While it is not possible to go into great detail regarding climate change in this article, the main point Mr. Ridley makes is that society must intelligently weigh both the costs and the benefits of a changing climate when deciding on appropriate policy. The book argues that there is a certain conceit in believing that the only sustainable climate is the one that humans have known for the past several hundred years. Indeed, the climate has undergone massive changes in the past and will continue to do so in the future regardless of human activity. Mr. Ridley believes that humans will be best positioned to adapt to the inevitable changes in climate by having as many economic resources as possible. In other words, the richer society will be in the future, the better people will be able to adapt to changes in the climate, whether caused by human activity or other factors.
The book may appear to present a controversial thesis regarding climate change, but the facts regarding past variation in climate are irrefutable. Human beings did not cause any of the climate variation prior to the widespread use of fossil fuels. However, this does not necessarily mean that action is not warranted if the economic costs of prevention are lower than the present value of the cost of eventual adaptation. In many ways, this is unknowable, but Mr. Ridley takes exception to some studies that he believes inflate the cost of adaptation by using artificially low discount rates.

- _Raw data_

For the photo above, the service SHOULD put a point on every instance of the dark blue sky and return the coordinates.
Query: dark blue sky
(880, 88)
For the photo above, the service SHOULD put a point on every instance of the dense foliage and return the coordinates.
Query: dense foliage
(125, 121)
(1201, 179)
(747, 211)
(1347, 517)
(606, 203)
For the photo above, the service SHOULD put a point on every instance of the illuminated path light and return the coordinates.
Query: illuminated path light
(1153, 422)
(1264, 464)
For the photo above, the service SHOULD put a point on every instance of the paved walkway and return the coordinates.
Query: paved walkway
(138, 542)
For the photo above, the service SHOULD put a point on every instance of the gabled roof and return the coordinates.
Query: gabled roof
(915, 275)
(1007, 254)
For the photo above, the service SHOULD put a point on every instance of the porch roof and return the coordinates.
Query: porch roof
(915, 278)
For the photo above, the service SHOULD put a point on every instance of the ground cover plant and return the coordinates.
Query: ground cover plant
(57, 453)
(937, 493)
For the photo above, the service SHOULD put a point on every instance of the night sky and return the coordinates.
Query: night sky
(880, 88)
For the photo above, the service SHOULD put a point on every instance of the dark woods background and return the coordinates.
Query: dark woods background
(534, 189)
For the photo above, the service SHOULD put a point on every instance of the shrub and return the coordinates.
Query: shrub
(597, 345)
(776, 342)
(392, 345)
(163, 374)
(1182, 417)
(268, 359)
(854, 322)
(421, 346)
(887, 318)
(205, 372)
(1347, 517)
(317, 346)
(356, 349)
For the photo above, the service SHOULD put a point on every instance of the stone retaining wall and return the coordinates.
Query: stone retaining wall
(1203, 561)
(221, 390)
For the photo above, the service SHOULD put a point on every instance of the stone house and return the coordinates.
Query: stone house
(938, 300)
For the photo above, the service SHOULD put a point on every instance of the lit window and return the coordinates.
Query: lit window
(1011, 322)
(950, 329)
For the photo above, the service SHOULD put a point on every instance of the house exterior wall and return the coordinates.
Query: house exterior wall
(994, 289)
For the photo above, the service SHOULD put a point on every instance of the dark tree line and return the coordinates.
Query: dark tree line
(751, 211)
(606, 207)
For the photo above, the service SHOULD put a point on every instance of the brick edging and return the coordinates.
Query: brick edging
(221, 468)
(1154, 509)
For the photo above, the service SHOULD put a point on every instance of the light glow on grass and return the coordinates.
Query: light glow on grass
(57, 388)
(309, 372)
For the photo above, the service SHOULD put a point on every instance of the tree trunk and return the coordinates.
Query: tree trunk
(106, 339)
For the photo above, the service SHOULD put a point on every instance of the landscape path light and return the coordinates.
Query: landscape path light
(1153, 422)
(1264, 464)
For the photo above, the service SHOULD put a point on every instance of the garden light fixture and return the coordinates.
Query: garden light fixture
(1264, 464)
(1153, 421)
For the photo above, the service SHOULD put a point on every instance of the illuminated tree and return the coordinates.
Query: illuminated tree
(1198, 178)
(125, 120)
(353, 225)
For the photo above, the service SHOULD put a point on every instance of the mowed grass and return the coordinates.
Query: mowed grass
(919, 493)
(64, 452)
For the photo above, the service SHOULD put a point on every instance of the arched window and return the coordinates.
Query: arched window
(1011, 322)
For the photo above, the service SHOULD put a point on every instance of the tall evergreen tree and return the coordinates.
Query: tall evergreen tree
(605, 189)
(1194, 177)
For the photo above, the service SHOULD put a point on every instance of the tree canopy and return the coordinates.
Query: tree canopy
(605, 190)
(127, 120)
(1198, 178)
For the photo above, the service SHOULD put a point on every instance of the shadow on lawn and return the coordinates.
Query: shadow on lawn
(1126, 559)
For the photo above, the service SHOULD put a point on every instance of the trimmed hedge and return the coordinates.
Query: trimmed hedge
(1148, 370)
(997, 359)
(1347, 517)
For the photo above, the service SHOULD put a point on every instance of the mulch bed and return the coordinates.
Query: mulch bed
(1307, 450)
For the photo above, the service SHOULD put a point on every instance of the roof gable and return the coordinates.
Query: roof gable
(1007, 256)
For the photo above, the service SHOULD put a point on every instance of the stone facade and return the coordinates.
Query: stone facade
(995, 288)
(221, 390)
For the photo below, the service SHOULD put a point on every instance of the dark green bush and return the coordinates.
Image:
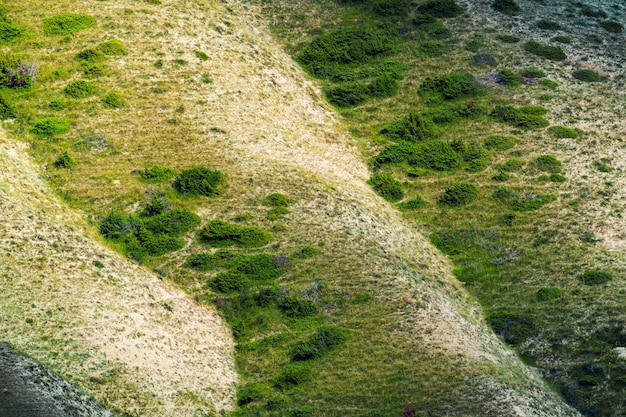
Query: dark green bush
(611, 26)
(452, 86)
(277, 200)
(459, 194)
(513, 328)
(412, 128)
(526, 117)
(80, 89)
(64, 161)
(293, 306)
(156, 174)
(415, 203)
(596, 277)
(553, 53)
(508, 38)
(587, 75)
(200, 181)
(201, 261)
(434, 155)
(547, 163)
(386, 186)
(219, 233)
(114, 47)
(499, 142)
(440, 8)
(50, 126)
(325, 339)
(10, 31)
(561, 132)
(508, 7)
(548, 24)
(114, 100)
(67, 24)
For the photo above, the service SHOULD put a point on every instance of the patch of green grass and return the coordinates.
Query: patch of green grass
(67, 24)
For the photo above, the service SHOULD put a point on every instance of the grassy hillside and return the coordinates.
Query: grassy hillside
(338, 303)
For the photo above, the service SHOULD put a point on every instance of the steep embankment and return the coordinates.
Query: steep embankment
(245, 108)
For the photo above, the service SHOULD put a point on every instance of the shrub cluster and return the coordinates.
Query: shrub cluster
(324, 340)
(218, 233)
(200, 181)
(67, 24)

- _Exercise requirements_
1. Quote every sentence in the passage on climate change that mentions Mr. Ridley by name.
2. Continue the passage on climate change from its last sentence.

- _Per-task answers_
1.
1. "While it is not possible to go into great detail regarding climate change in this article, the main point Mr. Ridley makes is that society must intelligently weigh both the costs and the benefits of a changing climate when deciding on appropriate policy."
2. "Mr. Ridley believes that humans will be best positioned to adapt to the inevitable changes in climate by having as many economic resources as possible."
3. "In many ways, this is unknowable, but Mr. Ridley takes exception to some studies that he believes inflate the cost of adaptation by using artificially low discount rates."

2.
Perhaps the least satisfactory part of the book is related to the author’s rather brief examination of the nuclear threat to mankind. Far more than climate change, nuclear war either between nations or by terrorist groups, presents mankind with problems that could make the future far worse than the past. Mr. Ridley believes that things are getting better in terms of controlling proliferation, but this is difficult to take seriously given the advances made by rogue states such as Iran and North Korea in recent years. Unlike other areas of the book, the treatment of nuclear risks has more of a “cross your fingers and hope for the best” element and is not likely to make pessimists on the issue less fretful.
Something to Irritate Everyone
Those who have rigid ideologies are less likely to enjoy this book because Mr. Ridley makes enough statements to annoy those both on the left and the right. Clearly, the book’s thesis regarding the blessing of fossil fuels and the need to consider the benefits of climate change along with the costs will infuriate environmentalists and others who are pessimistic regarding this issue. However, the prospect of a carbon tax along with Mr. Ridley’s dim view of those who challenge evolution and new technologies like stem cell research will not please many on the right.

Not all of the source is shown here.